**Verilen metin**
Destek gönüllüsü olup etkinlik noktalarındaki ofis faaliyetlerine yardımcı olabilirler. Deneyimli gönüllüler ise gönüllü eğitmeni olabilirler. Pandemi öncesi birim dışı gezi aktivitelerimiz de çocuklarımız ile birlikte sinema, müze vb. yerlere giderken bize destek olan gönüllülerimiz vardı ve bu etkinliklerimize en kısa sürede geri dönmeyi umut ediyoruz.
Birime gelip kütüphanedeki kitaplarımızı düzeltebilirsiniz, bir şenliğimizin hazırlık komitesinde yer alabilirsiniz, başka bir ülkede yaşıyorsunuzdur ama çevrimiçi etkinliğimize katılabilirsiniz. İnternet sayfamız üzerinden Türkiye’nin her noktasında gönüllülük adına merakı, heyecanı olan herkesi için TEGV ‘de manevi destek sağlamanın bir yolu mutlaka var. Kapımız gönüllü hikayesini yazmak isteyen, ruhu ile zamanını birleştirebilen her güzel kalbe açık.
Eğitim Çalışmaları
8. Bir yıl içinde kaç farklı faaliyet ile çocuklarla buluşuyorsunuz? Okullarda ve birimde hafta içi / hafta sonu etkinlikleriniz nasıl gerçekleşiyor?
Standart eğitim programımız 10 hafta sürüyor. 10 hafta için tüm yönerge gönüllü de zaten bulunuyor ve ardından çocuklar ile buluşturuyoruz. Şu an hibrit bir sistemdeyiz. Programlarımız yarı yarıya yüz yüze ve çevrimiçi olarak devam ediyor.
Hafta içi okullar ile ders saatlerine paralel olarak ilerliyoruz. Öğretmenlerimizin büyük desteği ile program takvimlerimizi belirliyoruz. Hafta sonu çocuklar ve gönüllülerin yetkinliklerine göre programlarımızı belirliyor ve ortalama günde 3 etkinlik olarak bir takvim çıkarıyoruz.

**Verilen öğeler**
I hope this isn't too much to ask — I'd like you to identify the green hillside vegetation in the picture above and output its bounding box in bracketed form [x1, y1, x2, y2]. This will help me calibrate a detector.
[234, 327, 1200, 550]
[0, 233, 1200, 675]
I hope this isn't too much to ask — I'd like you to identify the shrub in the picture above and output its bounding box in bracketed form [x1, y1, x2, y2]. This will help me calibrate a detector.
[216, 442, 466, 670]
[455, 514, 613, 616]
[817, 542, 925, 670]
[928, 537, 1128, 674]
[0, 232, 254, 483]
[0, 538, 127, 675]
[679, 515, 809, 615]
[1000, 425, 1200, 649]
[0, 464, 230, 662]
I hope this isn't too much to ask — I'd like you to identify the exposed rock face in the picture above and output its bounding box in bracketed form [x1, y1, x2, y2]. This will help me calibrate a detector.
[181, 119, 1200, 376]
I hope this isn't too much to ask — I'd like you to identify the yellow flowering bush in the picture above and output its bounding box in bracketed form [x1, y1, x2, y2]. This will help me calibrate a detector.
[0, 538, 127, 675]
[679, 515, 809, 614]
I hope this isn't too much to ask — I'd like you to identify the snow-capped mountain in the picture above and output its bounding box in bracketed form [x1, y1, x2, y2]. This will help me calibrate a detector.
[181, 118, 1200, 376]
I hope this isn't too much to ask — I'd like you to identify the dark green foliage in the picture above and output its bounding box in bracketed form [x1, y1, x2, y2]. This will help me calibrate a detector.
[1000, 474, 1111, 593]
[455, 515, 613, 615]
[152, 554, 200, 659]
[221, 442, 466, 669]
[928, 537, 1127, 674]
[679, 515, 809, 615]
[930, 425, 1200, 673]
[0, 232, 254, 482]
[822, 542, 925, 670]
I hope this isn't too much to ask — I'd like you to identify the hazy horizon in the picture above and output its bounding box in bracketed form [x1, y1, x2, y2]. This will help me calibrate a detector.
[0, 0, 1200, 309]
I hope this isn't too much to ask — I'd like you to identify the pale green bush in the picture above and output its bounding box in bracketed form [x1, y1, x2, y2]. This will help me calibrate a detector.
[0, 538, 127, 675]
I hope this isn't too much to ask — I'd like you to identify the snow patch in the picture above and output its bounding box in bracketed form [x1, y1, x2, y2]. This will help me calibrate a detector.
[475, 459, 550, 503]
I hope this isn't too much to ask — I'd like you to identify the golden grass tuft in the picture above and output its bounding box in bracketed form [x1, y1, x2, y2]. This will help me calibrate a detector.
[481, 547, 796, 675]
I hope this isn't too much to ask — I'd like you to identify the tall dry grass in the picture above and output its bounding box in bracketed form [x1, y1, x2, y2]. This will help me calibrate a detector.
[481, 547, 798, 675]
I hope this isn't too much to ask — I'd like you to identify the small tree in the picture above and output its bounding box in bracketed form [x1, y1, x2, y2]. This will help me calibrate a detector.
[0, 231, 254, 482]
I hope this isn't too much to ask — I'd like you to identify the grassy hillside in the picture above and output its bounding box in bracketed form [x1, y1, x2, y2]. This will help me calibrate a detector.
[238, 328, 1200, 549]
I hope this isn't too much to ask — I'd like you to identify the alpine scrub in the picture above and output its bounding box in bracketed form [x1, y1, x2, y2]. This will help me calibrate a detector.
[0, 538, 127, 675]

**Görev yönergesi**
Verilen metinde "Standart eğitim programımız" ifadesinden "bir takvim çıkarıyoruz." ifadesine kadar uzanan kısmı hiçbir değişiklik yapmadan yeniden yazın. Yanıtlarınızı yalnızca verilen metne dayandırın.

**Cevap alanı**
Standart eğitim programımız 10 hafta sürüyor. 10 hafta için tüm yönerge gönüllü de zaten bulunuyor ve ardından çocuklar ile buluşturuyoruz. Şu an hibrit bir sistemdeyiz. Programlarımız yarı yarıya yüz yüze ve çevrimiçi olarak devam ediyor.
Hafta içi okullar ile ders saatlerine paralel olarak ilerliyoruz. Öğretmenlerimizin büyük desteği ile program takvimlerimizi belirliyoruz. Hafta sonu çocuklar ve gönüllülerin yetkinliklerine göre programlarımızı belirliyor ve ortalama günde 3 etkinlik olarak bir takvim çıkarıyoruz.